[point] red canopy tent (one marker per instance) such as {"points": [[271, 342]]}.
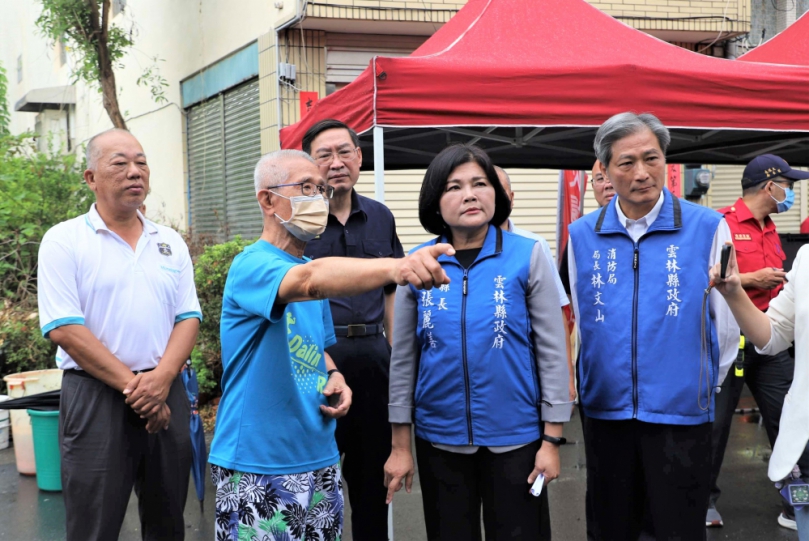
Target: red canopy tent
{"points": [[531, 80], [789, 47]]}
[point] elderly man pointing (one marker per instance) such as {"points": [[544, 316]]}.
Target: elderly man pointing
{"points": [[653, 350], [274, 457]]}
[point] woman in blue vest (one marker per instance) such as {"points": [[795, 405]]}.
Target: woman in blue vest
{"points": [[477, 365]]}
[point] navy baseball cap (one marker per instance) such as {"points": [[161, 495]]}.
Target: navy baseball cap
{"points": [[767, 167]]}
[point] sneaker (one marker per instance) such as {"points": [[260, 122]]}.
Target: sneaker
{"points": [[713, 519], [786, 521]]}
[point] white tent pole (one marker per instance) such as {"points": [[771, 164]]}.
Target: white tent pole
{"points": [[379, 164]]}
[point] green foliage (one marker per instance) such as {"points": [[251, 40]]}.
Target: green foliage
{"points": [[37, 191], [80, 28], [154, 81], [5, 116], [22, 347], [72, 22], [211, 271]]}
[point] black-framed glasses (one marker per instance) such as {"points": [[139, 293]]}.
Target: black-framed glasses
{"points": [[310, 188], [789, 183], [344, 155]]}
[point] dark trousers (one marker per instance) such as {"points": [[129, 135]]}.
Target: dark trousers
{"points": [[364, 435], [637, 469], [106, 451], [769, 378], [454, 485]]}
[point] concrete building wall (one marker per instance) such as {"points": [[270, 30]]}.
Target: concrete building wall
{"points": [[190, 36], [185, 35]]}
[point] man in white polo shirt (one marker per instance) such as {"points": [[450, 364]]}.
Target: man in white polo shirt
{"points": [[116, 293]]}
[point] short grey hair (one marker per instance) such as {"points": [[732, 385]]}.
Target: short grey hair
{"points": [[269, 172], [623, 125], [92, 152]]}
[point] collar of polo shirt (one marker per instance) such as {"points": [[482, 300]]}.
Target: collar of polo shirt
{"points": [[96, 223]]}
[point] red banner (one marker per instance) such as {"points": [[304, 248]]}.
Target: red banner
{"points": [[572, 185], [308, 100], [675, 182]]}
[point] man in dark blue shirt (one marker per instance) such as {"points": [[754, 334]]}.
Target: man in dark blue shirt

Task instructions — Copy out the stretch from the line containing "[point] collar of" through the end of the records, requests included, scaling every point coordinate in the answers by 2.45 and rounding to whole numbers, with halves rounded up. Leave the numbers in the requests and their format samples as they are.

Answer for the task —
[point] collar of polo shirt (one marker per instance) such as {"points": [[482, 300]]}.
Target: collar of polo shirt
{"points": [[235, 546]]}
[point] red banner (one marker per instance) such as {"points": [[304, 248]]}.
Target: red banner
{"points": [[1401, 453], [755, 245], [1654, 446]]}
[point] man in dark blue shirt (one marker per instance) such as {"points": [[754, 334]]}.
Target: man in dark blue shirt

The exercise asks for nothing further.